All of the records shown below need to be copied with no differences.

STORED DATA: Begin

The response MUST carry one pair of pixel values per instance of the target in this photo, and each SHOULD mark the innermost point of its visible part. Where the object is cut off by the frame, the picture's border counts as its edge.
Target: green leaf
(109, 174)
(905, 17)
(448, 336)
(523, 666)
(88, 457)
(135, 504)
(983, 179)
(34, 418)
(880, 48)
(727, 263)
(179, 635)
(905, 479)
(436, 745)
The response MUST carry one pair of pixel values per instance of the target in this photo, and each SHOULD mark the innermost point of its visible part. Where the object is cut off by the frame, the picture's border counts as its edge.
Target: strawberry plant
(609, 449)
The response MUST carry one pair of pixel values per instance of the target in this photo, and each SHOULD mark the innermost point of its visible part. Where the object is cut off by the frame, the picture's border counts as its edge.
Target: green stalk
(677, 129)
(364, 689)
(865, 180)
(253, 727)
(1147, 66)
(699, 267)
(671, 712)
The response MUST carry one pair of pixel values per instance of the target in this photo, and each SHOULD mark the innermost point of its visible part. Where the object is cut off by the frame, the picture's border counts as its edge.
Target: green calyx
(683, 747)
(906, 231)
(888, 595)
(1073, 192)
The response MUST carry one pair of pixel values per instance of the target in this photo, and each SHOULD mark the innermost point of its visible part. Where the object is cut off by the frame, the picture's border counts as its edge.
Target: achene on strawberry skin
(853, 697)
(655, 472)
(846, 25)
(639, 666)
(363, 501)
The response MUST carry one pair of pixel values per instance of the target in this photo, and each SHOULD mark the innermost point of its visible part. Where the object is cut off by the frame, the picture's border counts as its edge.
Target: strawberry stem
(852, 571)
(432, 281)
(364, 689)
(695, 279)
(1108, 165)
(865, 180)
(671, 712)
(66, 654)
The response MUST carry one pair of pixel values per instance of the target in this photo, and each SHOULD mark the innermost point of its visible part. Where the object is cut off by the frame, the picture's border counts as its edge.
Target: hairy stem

STORED DATA: End

● **RESPONSE FOR THIS EXERCISE**
The response MUST carry one pair of pixel values per instance of the target in this photo, and each SHOULD mark the innermost point of its visible part. Where the object is cut off by the frame, the picture's border counts as its edge.
Target: green leaf
(109, 174)
(905, 17)
(448, 336)
(523, 666)
(88, 457)
(135, 504)
(983, 179)
(34, 418)
(880, 48)
(727, 263)
(179, 635)
(905, 479)
(436, 745)
The response MUST carry one pair of pixel values per instance of the target in this photo, and each SHOULD mark the innermost point of its visible part. Where the object is cut off by the frame, the picture's border counts as its edge.
Target: strawberry plant
(609, 449)
The response MUST carry one pair of pixel values per instance of the target in this photo, and each SHOULD mark the innermost point of its visible part. Where the object is cut off by the frame, the picture's border counts as its edge.
Target: green stalk
(677, 129)
(364, 689)
(865, 180)
(253, 727)
(1147, 66)
(699, 267)
(671, 712)
The response MUST carry one pair of pixel values per instance of the target in this photo, and each SHOULD mark the innermost point of its visible part. Where the object is cut off by the frame, the picture's border counts as its edge.
Target: green calyx
(683, 747)
(906, 231)
(888, 595)
(1073, 192)
The response MUST carry one pair of pixel values per instance of the target in this photo, and each SHOULD mark the innermost point of its visible part. Where the object is cut off by the frame, the picture's border counts as its edge.
Target: achene on strawberry skin
(853, 697)
(655, 472)
(846, 25)
(639, 666)
(363, 501)
The response MUST carry one pair of pixel values per instance of the target in this photo, and each SHOULD mark the innermost point of its visible part. Where the object is cut off by the frame, the picture's border counts as its edge.
Target: strawberry stem
(852, 571)
(432, 281)
(364, 689)
(695, 279)
(1108, 165)
(865, 180)
(671, 712)
(66, 654)
The response MUST carry one pair of pixel values per instance of the target in this photo, and each SHOULD mark the innermost point of its visible part. Where the object is cut off by the frame, the picture's border counts as its edge.
Target: hairy stem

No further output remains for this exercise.